» **TEXT EXCERPT**
If it’s not necessary, we recommend removing them.

Quick View Pop Up

16. Reduce redirects

Moz defines a redirect as “a way to send both users and search engines to a different URL from the one they originally requested.” They’re often used when a URL is broken, you have a new page or website, or you’re in the midst of updating a page and need to send customers elsewhere in the meantime. 

However, not only can redirects impact your SEO game if you choose the wrong type, but they also slow down your page load time because the browser has an additional HTTP request to go through. 

There are two type of redirects:

  • 301 redirects tell search engines that a website or page is moved permanently. 
  • 302 redirects tell search engines that a website or page is moved temporarily. 

Try to avoid using redirects as much as possible. But if you must, Shopify recommends using a “cacheable redirect” or Shopify’s built-in redirects function. These are 301 redirects by default. 

You should go through any redirects you’ve created in the past to check if 

  1. You actually need them
  2. You’ve used the right type
  3. You’re redirecting to the right page

Google suggests not redirecting users to URLs that already have a redirect. 

Have you ever tried to click a link from an article that ends up taking you to a 404 page? It’s frustrating for users, and it actually hurts your page speed because the browser will try to access the page through an HTTP request when loading the site.

» **SUPPLIED INFORMATION**
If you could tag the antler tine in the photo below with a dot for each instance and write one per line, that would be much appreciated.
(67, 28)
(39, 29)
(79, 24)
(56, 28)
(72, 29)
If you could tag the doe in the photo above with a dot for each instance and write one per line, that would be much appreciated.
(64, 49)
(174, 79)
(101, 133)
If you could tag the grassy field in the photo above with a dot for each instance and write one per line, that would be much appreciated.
---
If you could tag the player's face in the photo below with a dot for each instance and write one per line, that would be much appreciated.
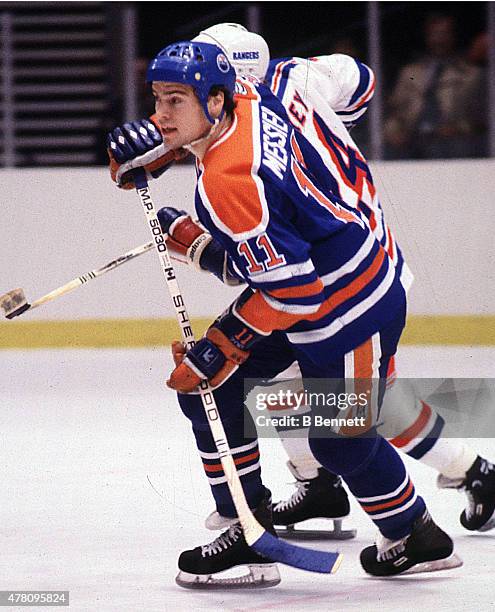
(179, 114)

» **TASKS**
#1 In the redirects text, what do 302 redirects tell search engines?
#2 From the redirects text, print the passage starting at "You should go" and ending at "have a redirect.".

» **ANSWERS TO THE EXERCISE**
#1 They tell search engines that a website or page is moved temporarily.

#2
You should go through any redirects you’ve created in the past to check if 

  1. You actually need them
  2. You’ve used the right type
  3. You’re redirecting to the right page

Google suggests not redirecting users to URLs that already have a redirect.